* **Arbeitsaufträge**:
- 1) Warum hat die Aufführung laut dem Textauszug so hohe Wellen geschlagen? Antworte in ein bis drei Sätzen.
- 2) Prüfe anhand des Textauszugs, ob die folgenden Aussagen stimmen: (a) Die Aufführung fand im September beim Beethovenfest statt. (b) Aufgeführt wurde Beethovens Sinfonie Nr. 5. (c) Die Schlagzeilen erschienen in einer gedruckten Zeitung. Antworte jeweils mit Ja oder Nein und zitiere die entscheidenden Worte.

──────── Textauszug ────────

Die Aufführung von Ludwig van Beethovens Sinfonie Nr. 9 hätte im September beim Beethovenfest sicher nicht so hohe Wellen geschlagen, wenn nicht der jüngste Konzertbesucher im Saal stimmkräftig nachgeholfen hätte. „Babygeschrei übertönte Beethovens Neunte“, „Babygeschrei sorgt für Aufsehen bei Beethovens Neunter Symphonie“, sogar „Mother refuses to remove crying baby from Beethoven's 9th“ lauteten die Schlagzeilen im Netz. Was war geschehen?

──────── Vorliegende Daten ────────

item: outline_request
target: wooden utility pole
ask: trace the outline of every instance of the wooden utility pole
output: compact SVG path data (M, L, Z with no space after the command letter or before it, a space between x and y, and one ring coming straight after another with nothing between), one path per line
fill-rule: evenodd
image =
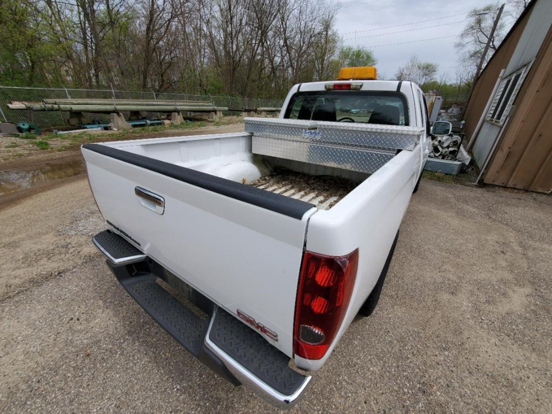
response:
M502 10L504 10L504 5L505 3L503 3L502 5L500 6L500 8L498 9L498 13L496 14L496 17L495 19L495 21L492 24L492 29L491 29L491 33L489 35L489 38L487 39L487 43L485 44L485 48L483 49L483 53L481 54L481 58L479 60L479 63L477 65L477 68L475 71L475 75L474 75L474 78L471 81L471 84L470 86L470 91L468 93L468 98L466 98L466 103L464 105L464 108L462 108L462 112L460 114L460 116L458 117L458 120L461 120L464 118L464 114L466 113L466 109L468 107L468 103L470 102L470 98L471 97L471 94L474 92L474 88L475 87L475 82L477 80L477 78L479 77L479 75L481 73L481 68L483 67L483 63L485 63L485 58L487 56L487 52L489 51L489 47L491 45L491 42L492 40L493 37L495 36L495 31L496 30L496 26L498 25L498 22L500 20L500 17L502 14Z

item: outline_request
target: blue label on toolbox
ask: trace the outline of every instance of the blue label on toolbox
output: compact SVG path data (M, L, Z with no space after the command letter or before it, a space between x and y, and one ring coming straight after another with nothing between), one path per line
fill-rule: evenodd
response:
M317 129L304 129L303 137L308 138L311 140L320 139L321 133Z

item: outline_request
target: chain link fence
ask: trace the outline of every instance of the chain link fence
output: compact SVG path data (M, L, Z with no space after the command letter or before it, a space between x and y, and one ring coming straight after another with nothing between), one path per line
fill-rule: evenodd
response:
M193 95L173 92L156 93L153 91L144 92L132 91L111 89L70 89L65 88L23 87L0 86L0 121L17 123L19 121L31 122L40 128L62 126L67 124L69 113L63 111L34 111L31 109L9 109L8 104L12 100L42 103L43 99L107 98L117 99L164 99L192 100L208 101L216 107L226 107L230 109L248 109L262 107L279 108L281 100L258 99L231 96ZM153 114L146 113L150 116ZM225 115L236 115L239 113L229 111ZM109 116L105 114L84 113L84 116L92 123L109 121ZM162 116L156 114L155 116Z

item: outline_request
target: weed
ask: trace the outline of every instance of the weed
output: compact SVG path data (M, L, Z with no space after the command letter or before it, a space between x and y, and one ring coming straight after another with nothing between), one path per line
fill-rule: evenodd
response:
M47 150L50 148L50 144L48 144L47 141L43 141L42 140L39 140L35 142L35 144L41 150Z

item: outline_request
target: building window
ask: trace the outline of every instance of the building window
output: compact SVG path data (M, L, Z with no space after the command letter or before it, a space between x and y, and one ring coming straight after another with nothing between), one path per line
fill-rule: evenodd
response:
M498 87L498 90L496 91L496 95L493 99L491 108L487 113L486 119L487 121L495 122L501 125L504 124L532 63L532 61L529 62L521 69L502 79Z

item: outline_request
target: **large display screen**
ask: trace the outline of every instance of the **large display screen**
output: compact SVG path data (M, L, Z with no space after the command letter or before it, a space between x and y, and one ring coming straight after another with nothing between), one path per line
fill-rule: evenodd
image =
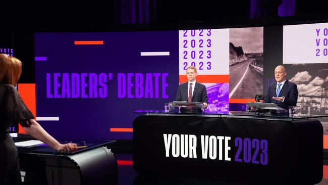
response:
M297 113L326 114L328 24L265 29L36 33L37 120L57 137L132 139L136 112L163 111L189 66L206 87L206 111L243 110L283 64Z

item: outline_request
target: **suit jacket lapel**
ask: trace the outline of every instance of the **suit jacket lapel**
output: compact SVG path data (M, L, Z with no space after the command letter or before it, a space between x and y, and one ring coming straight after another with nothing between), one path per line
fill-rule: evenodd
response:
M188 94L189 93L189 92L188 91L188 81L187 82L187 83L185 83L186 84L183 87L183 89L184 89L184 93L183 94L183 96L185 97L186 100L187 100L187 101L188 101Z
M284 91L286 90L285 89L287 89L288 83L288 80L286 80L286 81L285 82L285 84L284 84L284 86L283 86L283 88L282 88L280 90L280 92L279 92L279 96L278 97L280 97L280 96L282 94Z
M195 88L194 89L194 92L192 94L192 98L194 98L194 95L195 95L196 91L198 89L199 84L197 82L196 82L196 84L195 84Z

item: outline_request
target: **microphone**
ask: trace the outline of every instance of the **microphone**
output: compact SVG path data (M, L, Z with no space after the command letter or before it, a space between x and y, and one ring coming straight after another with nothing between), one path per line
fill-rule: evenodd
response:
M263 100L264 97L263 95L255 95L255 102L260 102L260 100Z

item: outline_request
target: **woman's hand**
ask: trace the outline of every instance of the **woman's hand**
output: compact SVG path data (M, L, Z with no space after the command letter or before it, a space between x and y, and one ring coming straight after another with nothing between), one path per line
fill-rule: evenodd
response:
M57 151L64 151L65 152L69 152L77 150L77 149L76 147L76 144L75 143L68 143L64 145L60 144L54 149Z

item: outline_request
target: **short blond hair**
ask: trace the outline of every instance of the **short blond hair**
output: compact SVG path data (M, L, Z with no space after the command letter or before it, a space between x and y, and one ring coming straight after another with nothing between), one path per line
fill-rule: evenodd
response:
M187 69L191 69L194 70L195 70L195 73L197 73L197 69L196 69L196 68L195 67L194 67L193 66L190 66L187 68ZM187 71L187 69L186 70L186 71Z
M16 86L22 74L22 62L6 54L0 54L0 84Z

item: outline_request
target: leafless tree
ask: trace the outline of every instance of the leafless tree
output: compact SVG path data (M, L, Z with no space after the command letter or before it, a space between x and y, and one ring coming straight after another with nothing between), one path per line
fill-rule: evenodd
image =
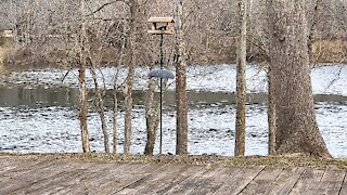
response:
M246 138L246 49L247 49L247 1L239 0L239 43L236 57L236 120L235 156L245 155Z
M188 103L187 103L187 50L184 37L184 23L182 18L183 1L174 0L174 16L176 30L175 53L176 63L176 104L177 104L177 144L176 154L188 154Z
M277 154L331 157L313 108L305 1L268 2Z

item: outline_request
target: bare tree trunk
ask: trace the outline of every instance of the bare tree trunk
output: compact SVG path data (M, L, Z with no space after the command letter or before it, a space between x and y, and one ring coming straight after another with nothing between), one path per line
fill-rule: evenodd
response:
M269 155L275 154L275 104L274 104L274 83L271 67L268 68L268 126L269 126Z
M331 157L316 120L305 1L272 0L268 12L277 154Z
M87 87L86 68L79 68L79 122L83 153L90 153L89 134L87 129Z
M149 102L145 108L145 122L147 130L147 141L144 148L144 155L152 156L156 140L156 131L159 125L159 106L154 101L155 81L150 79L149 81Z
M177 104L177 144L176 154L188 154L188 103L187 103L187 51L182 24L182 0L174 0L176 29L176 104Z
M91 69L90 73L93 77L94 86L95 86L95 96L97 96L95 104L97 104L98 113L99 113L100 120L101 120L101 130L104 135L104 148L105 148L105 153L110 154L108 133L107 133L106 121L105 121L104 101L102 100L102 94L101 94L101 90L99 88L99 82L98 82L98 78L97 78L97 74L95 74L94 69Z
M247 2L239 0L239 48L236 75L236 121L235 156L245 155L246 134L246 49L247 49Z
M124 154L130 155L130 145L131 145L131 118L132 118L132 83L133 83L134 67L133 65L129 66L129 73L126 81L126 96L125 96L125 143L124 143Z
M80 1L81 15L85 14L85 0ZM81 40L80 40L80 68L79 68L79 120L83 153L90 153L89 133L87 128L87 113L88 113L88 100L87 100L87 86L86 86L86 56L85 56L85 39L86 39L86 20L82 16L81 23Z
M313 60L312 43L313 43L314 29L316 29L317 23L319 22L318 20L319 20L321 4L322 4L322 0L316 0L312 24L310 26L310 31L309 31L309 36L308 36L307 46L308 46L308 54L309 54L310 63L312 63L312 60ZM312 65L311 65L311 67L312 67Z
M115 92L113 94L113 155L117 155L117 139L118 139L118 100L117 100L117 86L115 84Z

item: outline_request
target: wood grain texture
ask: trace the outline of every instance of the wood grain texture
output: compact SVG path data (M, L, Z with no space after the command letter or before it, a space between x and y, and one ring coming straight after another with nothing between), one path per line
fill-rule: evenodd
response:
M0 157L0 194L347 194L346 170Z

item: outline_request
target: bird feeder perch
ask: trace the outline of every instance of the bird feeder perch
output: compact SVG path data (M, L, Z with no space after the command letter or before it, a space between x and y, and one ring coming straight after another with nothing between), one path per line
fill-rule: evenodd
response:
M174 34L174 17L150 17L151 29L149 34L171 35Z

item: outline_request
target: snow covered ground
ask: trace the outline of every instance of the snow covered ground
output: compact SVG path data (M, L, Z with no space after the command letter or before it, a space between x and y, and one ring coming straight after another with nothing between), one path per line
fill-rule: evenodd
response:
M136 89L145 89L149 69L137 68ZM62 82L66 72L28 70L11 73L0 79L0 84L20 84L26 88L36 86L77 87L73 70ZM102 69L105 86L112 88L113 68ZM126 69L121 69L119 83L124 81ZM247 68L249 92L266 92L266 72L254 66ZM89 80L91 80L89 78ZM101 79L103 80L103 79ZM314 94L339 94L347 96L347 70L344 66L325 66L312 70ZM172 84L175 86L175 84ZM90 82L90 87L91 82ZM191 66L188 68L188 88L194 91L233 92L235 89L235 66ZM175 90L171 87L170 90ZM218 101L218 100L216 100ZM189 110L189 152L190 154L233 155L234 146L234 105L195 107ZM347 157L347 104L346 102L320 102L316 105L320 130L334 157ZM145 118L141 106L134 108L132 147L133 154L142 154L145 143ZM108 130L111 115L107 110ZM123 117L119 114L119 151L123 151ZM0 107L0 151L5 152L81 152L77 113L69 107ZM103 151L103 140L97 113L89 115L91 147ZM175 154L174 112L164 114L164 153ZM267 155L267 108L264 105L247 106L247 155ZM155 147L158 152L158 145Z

────────

* **Lösungen**:
- 1) Der jüngste Konzertbesucher im Saal hat „stimmkräftig nachgeholfen“. Ohne ihn hätte die Aufführung nach dem Text „sicher nicht so hohe Wellen geschlagen“.

- 2)
(a) Ja: „im September beim Beethovenfest“
(b) Nein: „Ludwig van Beethovens Sinfonie Nr. 9“
(c) Nein: „lauteten die Schlagzeilen im Netz“